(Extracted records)
^^^^

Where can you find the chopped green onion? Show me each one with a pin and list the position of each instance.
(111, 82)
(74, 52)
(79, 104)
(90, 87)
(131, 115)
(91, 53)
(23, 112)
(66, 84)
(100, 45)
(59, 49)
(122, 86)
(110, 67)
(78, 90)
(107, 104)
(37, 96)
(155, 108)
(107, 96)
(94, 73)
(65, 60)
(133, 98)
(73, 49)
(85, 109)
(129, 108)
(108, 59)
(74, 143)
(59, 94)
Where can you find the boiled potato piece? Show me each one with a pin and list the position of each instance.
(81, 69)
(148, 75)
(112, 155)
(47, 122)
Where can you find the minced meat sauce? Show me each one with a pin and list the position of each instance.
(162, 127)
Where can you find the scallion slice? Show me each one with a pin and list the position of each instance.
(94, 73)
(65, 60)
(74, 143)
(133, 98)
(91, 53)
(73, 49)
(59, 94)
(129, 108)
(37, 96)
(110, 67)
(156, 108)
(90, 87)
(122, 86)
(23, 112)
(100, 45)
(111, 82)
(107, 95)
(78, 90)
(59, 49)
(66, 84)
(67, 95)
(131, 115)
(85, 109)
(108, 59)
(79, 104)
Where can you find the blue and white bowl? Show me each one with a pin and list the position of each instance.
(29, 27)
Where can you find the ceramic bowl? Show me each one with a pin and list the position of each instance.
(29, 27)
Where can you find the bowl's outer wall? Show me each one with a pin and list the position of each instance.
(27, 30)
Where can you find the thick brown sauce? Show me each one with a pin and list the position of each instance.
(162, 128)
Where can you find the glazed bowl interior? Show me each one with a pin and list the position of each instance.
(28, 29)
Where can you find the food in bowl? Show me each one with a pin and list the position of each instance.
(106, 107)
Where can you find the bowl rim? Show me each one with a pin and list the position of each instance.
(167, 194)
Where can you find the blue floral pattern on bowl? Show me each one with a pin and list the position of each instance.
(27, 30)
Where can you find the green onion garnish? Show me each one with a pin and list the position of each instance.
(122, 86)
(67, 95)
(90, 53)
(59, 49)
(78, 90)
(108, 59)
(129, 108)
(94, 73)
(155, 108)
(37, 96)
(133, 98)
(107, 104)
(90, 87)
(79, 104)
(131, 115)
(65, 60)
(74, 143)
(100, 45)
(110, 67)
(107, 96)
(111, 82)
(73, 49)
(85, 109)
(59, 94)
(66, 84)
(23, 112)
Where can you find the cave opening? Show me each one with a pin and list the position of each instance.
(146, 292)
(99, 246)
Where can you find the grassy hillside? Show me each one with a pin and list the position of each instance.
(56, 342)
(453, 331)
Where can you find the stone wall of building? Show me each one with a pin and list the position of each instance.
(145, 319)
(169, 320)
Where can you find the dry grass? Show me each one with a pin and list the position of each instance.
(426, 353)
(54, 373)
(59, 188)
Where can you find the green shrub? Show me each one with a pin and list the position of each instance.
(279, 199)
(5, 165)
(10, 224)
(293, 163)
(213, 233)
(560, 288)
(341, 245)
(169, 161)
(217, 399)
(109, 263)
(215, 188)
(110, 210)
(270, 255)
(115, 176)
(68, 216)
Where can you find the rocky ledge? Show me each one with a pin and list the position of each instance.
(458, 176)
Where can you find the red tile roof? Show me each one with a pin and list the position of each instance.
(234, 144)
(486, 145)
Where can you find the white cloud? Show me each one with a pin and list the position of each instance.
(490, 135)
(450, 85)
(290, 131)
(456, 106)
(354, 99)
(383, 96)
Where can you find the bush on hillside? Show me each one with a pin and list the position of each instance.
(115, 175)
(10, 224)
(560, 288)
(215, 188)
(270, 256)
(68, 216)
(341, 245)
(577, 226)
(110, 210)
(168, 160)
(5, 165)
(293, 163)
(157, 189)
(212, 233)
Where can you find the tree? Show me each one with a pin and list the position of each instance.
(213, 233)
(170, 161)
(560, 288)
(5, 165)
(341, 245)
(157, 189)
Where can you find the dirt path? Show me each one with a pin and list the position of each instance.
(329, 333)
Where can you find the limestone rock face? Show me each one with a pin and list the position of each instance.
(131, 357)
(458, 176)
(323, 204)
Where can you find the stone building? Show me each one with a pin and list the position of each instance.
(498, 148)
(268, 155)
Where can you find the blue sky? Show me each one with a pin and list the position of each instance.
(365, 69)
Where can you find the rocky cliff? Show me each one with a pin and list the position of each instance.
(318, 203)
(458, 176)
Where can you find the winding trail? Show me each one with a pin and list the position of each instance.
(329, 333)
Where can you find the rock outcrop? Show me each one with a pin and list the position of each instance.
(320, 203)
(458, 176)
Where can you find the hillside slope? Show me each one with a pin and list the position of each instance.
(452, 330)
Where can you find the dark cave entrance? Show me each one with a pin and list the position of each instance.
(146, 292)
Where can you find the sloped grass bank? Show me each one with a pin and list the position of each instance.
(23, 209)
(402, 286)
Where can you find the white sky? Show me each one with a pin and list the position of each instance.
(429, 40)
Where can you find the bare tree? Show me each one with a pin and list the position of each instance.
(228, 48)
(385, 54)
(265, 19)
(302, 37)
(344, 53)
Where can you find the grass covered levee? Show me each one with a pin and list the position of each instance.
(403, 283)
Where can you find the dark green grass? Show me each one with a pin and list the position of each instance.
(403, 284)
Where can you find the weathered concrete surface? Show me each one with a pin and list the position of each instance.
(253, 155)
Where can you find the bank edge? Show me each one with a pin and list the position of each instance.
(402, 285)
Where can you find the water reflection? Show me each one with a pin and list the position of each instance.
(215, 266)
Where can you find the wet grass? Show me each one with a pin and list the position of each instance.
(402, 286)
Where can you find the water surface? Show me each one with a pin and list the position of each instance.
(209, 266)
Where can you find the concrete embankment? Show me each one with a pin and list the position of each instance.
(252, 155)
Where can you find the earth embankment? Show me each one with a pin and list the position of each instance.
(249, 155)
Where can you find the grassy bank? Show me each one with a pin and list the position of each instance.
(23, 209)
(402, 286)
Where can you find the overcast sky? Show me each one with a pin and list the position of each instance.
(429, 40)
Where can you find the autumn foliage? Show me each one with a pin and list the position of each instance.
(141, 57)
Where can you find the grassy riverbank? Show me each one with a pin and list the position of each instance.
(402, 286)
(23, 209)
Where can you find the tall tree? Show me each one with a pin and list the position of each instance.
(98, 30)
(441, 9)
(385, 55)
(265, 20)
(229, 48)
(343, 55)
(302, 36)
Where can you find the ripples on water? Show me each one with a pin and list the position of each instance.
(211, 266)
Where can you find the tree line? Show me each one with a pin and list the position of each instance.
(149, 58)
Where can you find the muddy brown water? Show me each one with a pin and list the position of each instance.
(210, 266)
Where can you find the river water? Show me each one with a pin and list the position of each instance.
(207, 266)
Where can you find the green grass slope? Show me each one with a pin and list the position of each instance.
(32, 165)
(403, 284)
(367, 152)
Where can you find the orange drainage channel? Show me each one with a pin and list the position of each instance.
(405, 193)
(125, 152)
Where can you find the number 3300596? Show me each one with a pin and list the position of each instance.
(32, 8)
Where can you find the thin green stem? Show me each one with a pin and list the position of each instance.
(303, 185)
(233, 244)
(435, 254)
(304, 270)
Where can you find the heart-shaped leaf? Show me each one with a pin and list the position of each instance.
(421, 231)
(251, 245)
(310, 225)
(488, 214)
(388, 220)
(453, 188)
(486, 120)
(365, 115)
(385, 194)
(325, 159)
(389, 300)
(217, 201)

^^^^

Instruction: Every line from the one holding "Where can you find the tall" through the final line of the listing must be echoed exactly; leave out all other lines.

Output for this exercise:
Where can you find the tall tree? Show me each one with a pin and list the position of each instance.
(98, 30)
(441, 9)
(385, 55)
(265, 20)
(229, 48)
(343, 55)
(302, 36)
Where can you find the ripples on water? Show me each one with a pin and list the position of each instance.
(211, 266)
Where can you find the tree line? Show me each one with a pin and list the position of each instance.
(149, 58)
Where can you find the muddy brown water? Show me each one with a pin and list the position of each instance.
(210, 266)
Where can you find the river water? Show me each one with a pin and list the position of each instance.
(207, 266)
Where can you find the green grass slope? Show me each one with a pin and list the position of each instance.
(32, 165)
(403, 284)
(367, 152)
Where can you find the orange drainage channel? Show me each one with a pin and list the position of each instance.
(405, 193)
(125, 152)
Where can you find the number 3300596? Show me each one with a pin and list the position of each instance.
(32, 8)
Where can you find the thin green stem? Show me each one with a pin and list the position of each instance.
(303, 185)
(233, 244)
(435, 254)
(304, 270)
Where can you find the heart-shaped leaf? Show me each one with a pin and list the position of each instance.
(421, 231)
(251, 245)
(310, 225)
(488, 214)
(388, 220)
(453, 188)
(486, 120)
(365, 115)
(385, 194)
(325, 159)
(389, 300)
(217, 201)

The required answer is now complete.